What you need to do. Filter the data below down to the lines containing the string "fence", and copy each such line in full. Case counts when matching.

Entries for pointing and labeling.
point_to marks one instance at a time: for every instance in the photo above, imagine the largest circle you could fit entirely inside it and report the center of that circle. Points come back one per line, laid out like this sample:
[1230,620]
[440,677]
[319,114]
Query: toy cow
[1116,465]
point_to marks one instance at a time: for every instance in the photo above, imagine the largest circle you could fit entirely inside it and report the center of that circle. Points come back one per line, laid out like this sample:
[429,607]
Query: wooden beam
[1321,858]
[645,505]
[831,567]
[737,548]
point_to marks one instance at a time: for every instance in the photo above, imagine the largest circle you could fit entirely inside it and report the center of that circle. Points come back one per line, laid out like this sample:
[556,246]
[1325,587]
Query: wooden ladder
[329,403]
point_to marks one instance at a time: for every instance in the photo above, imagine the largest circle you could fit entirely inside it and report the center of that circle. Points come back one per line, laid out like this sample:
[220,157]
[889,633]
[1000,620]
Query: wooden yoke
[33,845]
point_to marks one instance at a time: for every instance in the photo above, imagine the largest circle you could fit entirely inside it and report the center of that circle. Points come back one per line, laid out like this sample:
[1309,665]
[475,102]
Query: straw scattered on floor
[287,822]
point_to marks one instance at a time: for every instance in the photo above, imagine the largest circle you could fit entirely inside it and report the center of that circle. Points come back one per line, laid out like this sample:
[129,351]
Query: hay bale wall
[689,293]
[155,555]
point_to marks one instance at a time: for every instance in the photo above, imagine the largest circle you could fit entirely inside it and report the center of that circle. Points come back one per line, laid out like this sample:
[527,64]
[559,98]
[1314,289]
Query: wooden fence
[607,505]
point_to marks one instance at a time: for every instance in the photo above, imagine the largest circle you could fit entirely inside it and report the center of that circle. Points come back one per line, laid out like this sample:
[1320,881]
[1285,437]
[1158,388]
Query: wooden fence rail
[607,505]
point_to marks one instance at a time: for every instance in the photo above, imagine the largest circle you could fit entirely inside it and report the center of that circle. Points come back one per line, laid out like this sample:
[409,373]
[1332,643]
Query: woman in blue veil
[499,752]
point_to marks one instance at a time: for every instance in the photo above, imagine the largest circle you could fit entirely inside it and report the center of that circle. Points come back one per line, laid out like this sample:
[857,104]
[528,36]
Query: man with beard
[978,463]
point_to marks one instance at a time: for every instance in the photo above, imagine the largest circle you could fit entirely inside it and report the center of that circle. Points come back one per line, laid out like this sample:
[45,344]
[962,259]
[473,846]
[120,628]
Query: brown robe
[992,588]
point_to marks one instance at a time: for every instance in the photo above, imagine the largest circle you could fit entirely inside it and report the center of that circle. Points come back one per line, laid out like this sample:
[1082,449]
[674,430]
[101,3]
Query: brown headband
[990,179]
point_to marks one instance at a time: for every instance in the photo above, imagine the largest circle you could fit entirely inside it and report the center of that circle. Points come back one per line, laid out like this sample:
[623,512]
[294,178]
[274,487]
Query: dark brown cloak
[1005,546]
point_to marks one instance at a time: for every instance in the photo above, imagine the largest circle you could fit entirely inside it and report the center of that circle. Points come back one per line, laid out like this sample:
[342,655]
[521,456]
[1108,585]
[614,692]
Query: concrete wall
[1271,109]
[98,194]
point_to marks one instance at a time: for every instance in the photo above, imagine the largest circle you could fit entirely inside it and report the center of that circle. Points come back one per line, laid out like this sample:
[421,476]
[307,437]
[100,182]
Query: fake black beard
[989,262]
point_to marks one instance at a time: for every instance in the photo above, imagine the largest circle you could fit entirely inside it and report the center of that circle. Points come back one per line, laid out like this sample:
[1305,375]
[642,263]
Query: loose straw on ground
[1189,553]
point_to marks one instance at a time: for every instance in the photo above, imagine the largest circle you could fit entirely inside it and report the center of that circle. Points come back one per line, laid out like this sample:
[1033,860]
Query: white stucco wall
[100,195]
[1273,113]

Output of the exercise.
Query: wooden fence
Query: wooden fence rail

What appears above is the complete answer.